▶ _What is required_:
Copy each of the following items line for line, with no changes, but omit the pictures.

▶ _Provided data_:
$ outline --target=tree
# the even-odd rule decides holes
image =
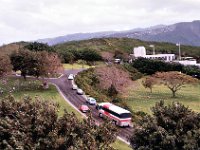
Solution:
[[[32,42],[24,46],[25,49],[30,51],[47,51],[47,52],[55,52],[55,50],[47,44],[39,43],[39,42]]]
[[[1,100],[0,149],[111,149],[117,134],[111,122],[98,127],[92,116],[79,121],[67,111],[58,117],[58,110],[58,104],[39,97]]]
[[[161,101],[134,129],[134,150],[197,150],[200,148],[200,114],[180,103],[165,106]]]
[[[146,77],[143,81],[142,81],[142,85],[145,87],[145,88],[149,88],[151,93],[152,93],[152,88],[153,86],[156,84],[156,78],[154,77]]]
[[[7,55],[0,54],[0,77],[12,72],[10,58]]]
[[[108,88],[108,96],[116,97],[117,94],[118,94],[117,89],[115,88],[115,86],[113,84],[111,84],[111,86]]]
[[[79,59],[85,60],[89,63],[93,63],[94,61],[100,61],[102,60],[101,55],[92,49],[83,49],[80,51],[80,57]]]
[[[176,92],[180,90],[183,85],[196,84],[199,82],[198,79],[177,71],[157,72],[153,77],[159,79],[161,83],[172,91],[172,97],[176,97]]]
[[[21,71],[21,75],[26,79],[27,75],[37,75],[38,57],[29,50],[19,50],[10,55],[14,71]]]
[[[55,76],[63,71],[62,63],[56,53],[42,51],[38,53],[40,76]]]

▶ _Full response_:
$ outline --target=tree
# the even-odd rule decides holes
image =
Solution:
[[[32,42],[24,46],[25,49],[30,51],[47,51],[47,52],[55,52],[55,50],[47,44],[39,43],[39,42]]]
[[[1,100],[0,149],[111,149],[117,134],[111,122],[98,127],[92,116],[79,121],[67,111],[58,117],[58,110],[58,104],[39,97]]]
[[[161,101],[134,129],[134,150],[197,150],[200,148],[200,114],[180,103],[165,106]]]
[[[146,77],[143,81],[142,81],[142,85],[145,87],[145,88],[149,88],[151,93],[152,93],[152,88],[153,86],[156,84],[156,78],[154,77]]]
[[[7,55],[0,54],[0,77],[12,72],[10,58]]]
[[[108,88],[108,96],[116,97],[117,94],[118,94],[117,89],[115,88],[115,86],[113,84],[111,84],[111,86]]]
[[[79,59],[85,60],[89,63],[93,63],[94,61],[100,61],[102,60],[101,55],[92,49],[83,49],[80,51],[80,57]]]
[[[176,92],[180,90],[183,85],[196,84],[199,82],[198,79],[177,71],[157,72],[153,77],[159,79],[161,83],[172,91],[172,97],[176,97]]]
[[[21,71],[21,75],[26,79],[27,75],[37,75],[38,57],[29,50],[19,50],[10,55],[14,71]]]
[[[55,76],[63,71],[62,63],[56,53],[42,51],[38,53],[40,76]]]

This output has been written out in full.